Task details:
Copy out the rows below word for word, starting with the line containing "Query: flower stamen" and continuing through the last of the rows.

Stored data:
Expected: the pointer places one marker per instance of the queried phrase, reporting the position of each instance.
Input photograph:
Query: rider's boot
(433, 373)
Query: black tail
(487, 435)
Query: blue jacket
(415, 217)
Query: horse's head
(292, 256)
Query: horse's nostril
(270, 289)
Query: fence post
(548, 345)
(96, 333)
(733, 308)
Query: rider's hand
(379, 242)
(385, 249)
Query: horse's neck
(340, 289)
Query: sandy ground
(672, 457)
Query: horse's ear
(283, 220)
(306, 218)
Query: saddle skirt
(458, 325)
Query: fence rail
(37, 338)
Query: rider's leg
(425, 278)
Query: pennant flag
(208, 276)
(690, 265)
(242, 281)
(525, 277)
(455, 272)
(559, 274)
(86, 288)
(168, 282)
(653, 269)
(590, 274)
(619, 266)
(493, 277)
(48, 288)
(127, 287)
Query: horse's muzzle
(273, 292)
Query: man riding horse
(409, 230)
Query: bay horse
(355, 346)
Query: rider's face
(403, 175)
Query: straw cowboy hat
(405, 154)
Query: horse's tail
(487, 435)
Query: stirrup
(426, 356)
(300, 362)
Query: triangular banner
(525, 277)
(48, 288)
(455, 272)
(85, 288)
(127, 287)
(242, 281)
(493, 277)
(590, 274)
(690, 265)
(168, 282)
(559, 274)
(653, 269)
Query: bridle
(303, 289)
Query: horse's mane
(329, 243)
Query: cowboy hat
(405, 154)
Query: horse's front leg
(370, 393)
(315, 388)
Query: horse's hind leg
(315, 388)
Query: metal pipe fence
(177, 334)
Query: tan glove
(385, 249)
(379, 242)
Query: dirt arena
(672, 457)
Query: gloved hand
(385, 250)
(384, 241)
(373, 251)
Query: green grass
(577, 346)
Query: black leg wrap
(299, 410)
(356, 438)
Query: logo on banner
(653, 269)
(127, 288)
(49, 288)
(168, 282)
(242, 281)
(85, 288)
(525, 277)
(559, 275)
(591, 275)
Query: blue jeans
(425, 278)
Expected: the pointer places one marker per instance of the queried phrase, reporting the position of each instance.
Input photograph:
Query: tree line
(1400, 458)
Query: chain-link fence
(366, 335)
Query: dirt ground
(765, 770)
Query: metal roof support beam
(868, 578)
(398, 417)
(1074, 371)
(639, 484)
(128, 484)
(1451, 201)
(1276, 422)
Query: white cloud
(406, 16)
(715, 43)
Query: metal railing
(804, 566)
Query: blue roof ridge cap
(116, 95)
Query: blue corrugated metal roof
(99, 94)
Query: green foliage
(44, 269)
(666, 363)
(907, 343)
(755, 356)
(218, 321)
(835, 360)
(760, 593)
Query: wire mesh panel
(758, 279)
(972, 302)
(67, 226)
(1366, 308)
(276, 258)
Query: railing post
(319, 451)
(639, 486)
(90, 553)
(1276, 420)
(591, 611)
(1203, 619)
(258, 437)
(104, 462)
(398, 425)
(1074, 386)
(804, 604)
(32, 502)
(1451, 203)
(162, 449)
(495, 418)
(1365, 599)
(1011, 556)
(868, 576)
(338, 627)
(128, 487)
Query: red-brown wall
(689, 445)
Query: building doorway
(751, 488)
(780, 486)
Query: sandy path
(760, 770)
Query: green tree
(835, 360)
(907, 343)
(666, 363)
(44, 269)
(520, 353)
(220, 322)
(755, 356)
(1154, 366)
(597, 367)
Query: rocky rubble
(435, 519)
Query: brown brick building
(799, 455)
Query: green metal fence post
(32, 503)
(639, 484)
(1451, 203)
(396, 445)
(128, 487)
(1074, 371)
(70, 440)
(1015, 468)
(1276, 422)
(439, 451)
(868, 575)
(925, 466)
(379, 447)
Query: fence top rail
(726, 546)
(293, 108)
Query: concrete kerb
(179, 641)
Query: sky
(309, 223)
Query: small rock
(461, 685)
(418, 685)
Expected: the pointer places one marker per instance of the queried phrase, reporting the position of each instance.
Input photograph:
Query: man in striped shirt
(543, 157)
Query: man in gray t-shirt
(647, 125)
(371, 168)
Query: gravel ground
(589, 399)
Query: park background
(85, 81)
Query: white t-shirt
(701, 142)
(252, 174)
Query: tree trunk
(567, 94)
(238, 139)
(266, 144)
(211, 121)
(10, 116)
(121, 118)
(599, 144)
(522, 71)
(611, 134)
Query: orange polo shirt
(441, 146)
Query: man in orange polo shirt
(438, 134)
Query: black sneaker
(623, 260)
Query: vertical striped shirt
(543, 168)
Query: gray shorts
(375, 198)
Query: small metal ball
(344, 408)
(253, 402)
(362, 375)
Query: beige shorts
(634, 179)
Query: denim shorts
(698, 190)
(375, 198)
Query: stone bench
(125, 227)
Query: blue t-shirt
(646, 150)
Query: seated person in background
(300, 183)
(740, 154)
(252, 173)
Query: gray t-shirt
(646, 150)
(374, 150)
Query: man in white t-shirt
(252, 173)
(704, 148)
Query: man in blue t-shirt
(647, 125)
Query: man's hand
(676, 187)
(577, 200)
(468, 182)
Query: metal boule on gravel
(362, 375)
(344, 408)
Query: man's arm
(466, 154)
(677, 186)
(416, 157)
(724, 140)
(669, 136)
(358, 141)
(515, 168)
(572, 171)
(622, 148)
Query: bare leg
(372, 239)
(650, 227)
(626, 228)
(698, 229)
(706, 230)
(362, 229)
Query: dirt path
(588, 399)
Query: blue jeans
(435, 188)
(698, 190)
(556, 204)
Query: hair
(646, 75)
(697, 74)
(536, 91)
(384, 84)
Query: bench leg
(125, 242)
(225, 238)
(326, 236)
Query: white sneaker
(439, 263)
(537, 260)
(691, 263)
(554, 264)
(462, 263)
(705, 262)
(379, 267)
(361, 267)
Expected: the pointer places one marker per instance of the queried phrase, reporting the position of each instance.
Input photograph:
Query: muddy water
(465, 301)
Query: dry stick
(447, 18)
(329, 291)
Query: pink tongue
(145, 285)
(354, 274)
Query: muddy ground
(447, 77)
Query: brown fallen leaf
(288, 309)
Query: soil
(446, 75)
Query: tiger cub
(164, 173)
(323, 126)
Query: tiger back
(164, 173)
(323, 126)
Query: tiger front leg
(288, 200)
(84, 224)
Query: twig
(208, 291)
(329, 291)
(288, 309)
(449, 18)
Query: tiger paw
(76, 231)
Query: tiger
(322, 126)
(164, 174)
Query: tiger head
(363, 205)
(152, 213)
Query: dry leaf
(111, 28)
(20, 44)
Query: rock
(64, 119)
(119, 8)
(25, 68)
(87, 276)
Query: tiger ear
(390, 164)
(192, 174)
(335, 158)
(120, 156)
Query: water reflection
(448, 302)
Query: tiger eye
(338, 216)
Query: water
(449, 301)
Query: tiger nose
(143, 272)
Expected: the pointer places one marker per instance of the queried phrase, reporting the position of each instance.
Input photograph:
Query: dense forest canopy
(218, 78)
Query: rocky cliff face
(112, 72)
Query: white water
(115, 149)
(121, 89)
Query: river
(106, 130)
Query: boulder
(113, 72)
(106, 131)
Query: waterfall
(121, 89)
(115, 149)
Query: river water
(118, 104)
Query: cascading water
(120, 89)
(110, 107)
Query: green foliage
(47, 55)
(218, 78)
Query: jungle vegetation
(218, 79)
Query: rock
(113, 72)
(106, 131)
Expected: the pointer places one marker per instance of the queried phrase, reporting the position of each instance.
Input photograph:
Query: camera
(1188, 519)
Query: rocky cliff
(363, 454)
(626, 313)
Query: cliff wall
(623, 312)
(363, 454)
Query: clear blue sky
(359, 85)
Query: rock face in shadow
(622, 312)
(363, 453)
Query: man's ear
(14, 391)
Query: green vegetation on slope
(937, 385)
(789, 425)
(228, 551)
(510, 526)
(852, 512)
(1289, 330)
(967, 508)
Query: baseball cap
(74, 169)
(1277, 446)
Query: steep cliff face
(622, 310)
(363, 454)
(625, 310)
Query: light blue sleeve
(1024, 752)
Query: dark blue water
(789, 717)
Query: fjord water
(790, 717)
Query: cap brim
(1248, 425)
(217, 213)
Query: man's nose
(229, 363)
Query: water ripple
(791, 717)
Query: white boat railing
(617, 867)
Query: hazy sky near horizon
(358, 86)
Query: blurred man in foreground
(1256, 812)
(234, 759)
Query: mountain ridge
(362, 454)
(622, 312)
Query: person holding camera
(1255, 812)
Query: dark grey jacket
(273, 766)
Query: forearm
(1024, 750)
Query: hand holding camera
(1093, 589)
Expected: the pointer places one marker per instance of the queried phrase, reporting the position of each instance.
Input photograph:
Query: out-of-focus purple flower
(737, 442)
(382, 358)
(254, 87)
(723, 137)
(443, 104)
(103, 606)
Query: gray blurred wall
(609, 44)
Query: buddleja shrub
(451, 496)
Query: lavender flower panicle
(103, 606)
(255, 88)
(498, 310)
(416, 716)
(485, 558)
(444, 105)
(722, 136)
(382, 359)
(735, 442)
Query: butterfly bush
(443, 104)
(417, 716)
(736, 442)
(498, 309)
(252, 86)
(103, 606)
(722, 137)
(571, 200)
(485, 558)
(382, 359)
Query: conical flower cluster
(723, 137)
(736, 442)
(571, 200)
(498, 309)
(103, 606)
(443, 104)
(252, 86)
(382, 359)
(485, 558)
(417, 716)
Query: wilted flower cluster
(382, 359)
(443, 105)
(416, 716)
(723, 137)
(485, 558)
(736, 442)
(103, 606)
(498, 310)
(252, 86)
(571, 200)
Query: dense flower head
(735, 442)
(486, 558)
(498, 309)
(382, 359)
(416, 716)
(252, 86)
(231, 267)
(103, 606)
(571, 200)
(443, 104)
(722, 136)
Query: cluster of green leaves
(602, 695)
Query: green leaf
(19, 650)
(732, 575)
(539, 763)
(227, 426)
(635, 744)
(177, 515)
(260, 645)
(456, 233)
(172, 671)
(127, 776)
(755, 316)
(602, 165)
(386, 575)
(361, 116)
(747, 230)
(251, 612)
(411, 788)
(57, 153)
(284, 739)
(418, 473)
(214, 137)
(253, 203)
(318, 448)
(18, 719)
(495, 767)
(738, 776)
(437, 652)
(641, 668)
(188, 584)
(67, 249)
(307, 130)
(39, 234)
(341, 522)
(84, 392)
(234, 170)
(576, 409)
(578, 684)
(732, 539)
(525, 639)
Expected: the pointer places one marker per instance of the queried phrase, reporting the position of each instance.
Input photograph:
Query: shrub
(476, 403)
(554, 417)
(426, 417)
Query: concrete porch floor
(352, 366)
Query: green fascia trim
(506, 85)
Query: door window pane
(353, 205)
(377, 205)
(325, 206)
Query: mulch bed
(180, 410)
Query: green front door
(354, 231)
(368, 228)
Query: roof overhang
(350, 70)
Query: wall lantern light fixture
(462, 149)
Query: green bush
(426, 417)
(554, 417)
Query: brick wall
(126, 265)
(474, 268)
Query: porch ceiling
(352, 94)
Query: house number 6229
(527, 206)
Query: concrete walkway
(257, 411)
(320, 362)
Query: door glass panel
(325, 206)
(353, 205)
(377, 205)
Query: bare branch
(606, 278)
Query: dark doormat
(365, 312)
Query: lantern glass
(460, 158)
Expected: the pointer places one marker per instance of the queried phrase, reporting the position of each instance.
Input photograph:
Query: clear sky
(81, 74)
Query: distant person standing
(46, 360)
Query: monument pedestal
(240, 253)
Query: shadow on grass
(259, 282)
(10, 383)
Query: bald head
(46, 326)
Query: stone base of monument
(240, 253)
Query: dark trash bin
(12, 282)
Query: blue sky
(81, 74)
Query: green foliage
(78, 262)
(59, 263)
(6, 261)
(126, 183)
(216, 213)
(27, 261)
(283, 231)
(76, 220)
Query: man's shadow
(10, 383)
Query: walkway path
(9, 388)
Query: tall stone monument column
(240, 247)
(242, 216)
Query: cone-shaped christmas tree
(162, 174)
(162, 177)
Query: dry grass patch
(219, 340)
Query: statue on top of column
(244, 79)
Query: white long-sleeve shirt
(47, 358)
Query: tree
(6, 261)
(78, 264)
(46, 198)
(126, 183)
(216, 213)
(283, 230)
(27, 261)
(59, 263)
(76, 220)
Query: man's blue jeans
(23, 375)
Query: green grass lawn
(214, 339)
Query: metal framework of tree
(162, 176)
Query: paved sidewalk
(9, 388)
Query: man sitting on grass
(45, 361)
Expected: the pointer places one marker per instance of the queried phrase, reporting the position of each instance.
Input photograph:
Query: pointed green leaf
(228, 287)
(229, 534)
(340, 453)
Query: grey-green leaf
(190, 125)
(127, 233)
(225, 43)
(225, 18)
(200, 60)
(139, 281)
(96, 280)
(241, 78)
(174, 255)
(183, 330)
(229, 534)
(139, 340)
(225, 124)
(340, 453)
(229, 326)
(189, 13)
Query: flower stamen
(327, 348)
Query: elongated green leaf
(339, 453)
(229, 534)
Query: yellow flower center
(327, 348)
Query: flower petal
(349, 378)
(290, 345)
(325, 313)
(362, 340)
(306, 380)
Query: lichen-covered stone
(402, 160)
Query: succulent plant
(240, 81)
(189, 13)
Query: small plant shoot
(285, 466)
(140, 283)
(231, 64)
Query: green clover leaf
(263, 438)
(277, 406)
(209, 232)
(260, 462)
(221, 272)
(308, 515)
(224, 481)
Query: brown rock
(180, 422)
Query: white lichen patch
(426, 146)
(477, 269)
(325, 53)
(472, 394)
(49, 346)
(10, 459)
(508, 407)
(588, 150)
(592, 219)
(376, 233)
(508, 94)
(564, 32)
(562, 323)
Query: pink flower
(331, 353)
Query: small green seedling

Worked answer:
Query: flower stamen
(327, 348)
Query: elongated green leaf
(339, 453)
(229, 534)
Query: yellow flower center
(327, 348)
Query: flower petal
(349, 378)
(290, 345)
(325, 313)
(362, 340)
(306, 380)
Query: lichen-covered stone
(402, 160)
Query: succulent plant
(240, 81)
(189, 13)
Query: small plant shoot
(285, 466)
(140, 283)
(231, 64)
Query: green clover leaf
(263, 438)
(277, 406)
(209, 232)
(260, 462)
(221, 272)
(308, 515)
(224, 481)
Query: brown rock
(180, 422)
Query: white lichen patch
(426, 146)
(477, 269)
(325, 53)
(472, 394)
(49, 346)
(10, 459)
(508, 407)
(588, 150)
(592, 219)
(376, 233)
(508, 94)
(564, 32)
(562, 323)
Query: pink flower
(331, 353)
Query: small green seedling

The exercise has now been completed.